Goal of the exercise.
Copy the data below verbatim except for one substitution: replace each "whole pixels" with "integer pixels".
○ ○ ○ ○
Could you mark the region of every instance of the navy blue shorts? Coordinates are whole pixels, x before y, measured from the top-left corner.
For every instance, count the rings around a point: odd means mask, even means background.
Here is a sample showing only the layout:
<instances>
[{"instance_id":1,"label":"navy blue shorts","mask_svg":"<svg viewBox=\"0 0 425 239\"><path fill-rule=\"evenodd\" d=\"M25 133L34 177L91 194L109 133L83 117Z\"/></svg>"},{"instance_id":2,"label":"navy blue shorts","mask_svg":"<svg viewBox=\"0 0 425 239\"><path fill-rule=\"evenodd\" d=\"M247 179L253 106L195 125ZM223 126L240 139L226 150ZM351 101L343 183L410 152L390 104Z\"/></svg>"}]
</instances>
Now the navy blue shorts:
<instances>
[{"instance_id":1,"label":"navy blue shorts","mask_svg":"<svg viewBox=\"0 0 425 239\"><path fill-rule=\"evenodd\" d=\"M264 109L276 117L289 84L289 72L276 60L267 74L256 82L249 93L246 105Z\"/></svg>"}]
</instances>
○ ○ ○ ○
Solution below.
Could you mark the region of every instance of the navy blue shorts? Coordinates are integer pixels, x before y, measured from the top-left corner.
For every instance, count the rings around a point: odd means mask, even means background.
Here is a sample showing only the layout:
<instances>
[{"instance_id":1,"label":"navy blue shorts","mask_svg":"<svg viewBox=\"0 0 425 239\"><path fill-rule=\"evenodd\" d=\"M25 133L34 177L91 194L109 133L83 117Z\"/></svg>"},{"instance_id":2,"label":"navy blue shorts","mask_svg":"<svg viewBox=\"0 0 425 239\"><path fill-rule=\"evenodd\" d=\"M247 179L253 106L195 125ZM223 126L240 139L226 150ZM351 101L343 183L410 152L390 104Z\"/></svg>"}]
</instances>
Now the navy blue shorts:
<instances>
[{"instance_id":1,"label":"navy blue shorts","mask_svg":"<svg viewBox=\"0 0 425 239\"><path fill-rule=\"evenodd\" d=\"M264 109L276 117L289 84L289 72L276 60L267 74L256 82L249 93L246 105Z\"/></svg>"}]
</instances>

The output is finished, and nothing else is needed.